**Text for analysis**
>>>

In a very public response letter (on Facebook no less, real sensitive) Marcia King Grady wrote, "And I'm angry and frustrated that a second chance was offered but wasn't taken--or taken seriously enough to encourage positive change."
What she failed to mention, however, was the accusing way in which they entered our Lambda home, the hostility our honesty was met by, and the little guidance or care that they actually provided.
Now, fellow alumni and I are left with sore hearts and bitter tastes, whereas our sisters still on campus must now move forward with strength, dignity and letters. I doubt that many of the younger women realize the experience that was ruthlessly taken from them, yet somehow, their love for Lambda has kept them, us, together.
I didn't want to "go greek," I've never been the quintessential "sorority girl," but the wonderfulness that was my collegiate experience can be due, in a large part, to a very special Lambda chapter. And it is for all of the above that I went to Syracuse this past weekend. I had so much fun with my best friends and made up for a tainted previous experience, and it's those memories that are timeless.
Monday, February 21, 2011
It was about fifty degrees when I left work on Friday evening. Yes, fifty. The sun had been shining all day and people were bustling about (some sans jackets) enjoying the still temperate air. Shayne and I decided to skip the subway for a walk uptown, and thus, the photos above. Since then, the temperatures have again dropped; especially in Syracuse where I spent my lovely snow-laden weekend. I'll tell you more about that tomorrow though. For now, let's think about springtime in New York. It truly is a beautiful thought.

<<<

**Goal of the exercise**
Pick up the blog post about the Lambda chapter and the warm February day in New York, and continue it from its last sentence. The data that comes after this blog post is separate material and has no connection to it.

**Data provided**
>>>

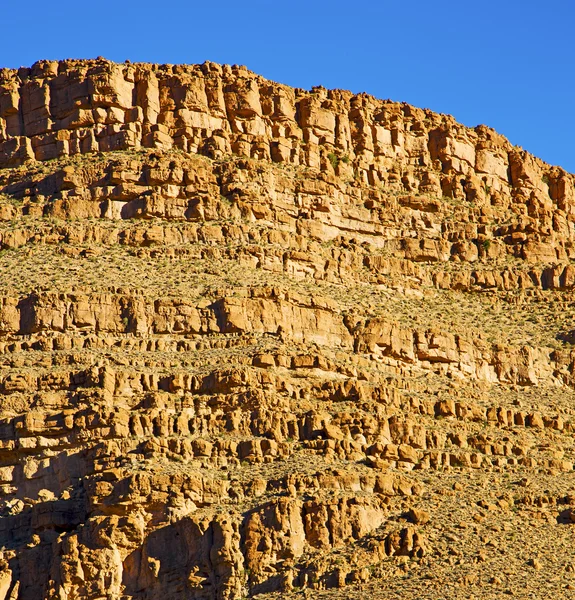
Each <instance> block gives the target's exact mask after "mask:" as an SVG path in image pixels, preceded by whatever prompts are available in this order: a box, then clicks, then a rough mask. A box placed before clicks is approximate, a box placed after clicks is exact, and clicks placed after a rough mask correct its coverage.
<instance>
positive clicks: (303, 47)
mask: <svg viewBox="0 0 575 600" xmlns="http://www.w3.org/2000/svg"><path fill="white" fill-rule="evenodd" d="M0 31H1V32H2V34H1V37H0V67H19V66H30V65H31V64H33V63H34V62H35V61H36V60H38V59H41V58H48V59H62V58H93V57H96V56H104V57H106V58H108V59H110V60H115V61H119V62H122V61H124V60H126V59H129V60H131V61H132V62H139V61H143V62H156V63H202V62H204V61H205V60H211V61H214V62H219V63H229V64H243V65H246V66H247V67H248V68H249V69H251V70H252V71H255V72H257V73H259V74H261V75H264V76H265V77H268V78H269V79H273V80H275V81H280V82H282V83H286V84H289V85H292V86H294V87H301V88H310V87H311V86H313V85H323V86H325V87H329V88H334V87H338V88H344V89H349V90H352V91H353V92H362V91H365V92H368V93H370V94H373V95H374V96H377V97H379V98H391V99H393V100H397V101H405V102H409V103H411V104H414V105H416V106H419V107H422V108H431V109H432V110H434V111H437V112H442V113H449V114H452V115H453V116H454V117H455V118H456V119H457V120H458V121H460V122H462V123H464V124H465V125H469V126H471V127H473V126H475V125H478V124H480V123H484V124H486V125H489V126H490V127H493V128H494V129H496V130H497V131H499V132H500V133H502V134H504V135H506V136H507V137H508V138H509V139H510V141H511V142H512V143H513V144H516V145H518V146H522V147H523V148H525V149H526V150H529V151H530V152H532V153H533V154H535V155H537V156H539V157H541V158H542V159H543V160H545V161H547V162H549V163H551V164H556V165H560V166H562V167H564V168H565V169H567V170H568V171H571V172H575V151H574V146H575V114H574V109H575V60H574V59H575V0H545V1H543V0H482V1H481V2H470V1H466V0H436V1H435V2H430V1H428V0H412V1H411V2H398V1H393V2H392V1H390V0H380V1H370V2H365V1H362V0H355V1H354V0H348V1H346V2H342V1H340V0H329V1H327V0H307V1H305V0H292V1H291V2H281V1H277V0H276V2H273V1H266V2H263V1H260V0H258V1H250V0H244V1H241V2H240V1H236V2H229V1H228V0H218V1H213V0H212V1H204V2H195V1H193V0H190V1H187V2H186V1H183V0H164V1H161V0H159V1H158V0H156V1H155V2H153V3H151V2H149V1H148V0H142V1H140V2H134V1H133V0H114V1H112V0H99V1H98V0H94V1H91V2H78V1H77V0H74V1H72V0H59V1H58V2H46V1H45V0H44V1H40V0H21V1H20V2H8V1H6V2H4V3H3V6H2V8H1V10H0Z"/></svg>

<<<

**Reply to the task**
Friday, February 18, 2011
I don't think I was ever lost (not in the sense that The Lost Girls describe it anyhow) but in the past few months, I've certainly been "wandering." I had oh so many questions about the future. Too many. Appreciating the present, living in the moment, doing so completely? It was a seemingly impossible at the time.
I've found that it's really only in the United States that people ask, "What do you do?" immediately upon meeting. Elsewhere around the world the question just doesn't seem to be given as much priority, whereas here, we define each other by our professions. I knew I didn't want to graduate, join the societal crowd, and jump into a miserable, mediocre job just to have one and make money. But, I do think that I longed for a professional purpose. Surely I had worked so hard academically and internship-wise for something, right?
Yes, I'm still on a happy high about finally being employed. Sorry to be annoying. I wanted to work for an online start-up, grow with a company, do something I'm passionate about... and I am :). I feel like my life has more direction than ever before. I don't know which way I'm headed of course, but then again, I've realized that nobody does. Even if they pretend to. Woohoo, exciting!
There is a lot that I can figure out now though. Like, the ideal time to wake up in the morning so that I can shower, eat breakfast, and make my lunch without
almost missing the train I'm supposed to get. Or, packing the right amount of food for the office so that I have enough to sustain me while also leaving just a bit of an appetite for dark chocolate covered goji berries, plantain chips, and edamame crackers. And then there's choosing a gym/fitness center/yoga studio. I went to the most amazing vinyasa class at the spa that is Pure Yoga East last night, but I doubt I'll be able to afford their monthly membership. So far I've only gotten as far as scheduling travel; this weekend I'm headed up to Syracuse, next weekend I'll be exploring newness in the city I call home, and the one after that (ready for this?) Denver, Colorado. It's decided: I am liking the now, I am liking the now a lot.
P.S. My sweet, dear camera has been officially repaired. Let the products of photography recommence!
Wednesday, February 16, 2011
My sister leaves for Spain this Friday. She's going with her Spanish class to tour her way though Madrid, Toledo, Cordoba, Seville, Granada, and Costa del Sol. She's beyond excited, and I'm excited for her. I took this same trip with my Spanish teacher when I was a junior in high school. It was my first trip "alone," it was my first visit to Europe, it was my first taste of wanderlust. And in all that nostalgia, I've collected a medley of photos from my first camera:
I like to think I've improved my sense of style, table manners, photography skills and food preferences since then. Ha.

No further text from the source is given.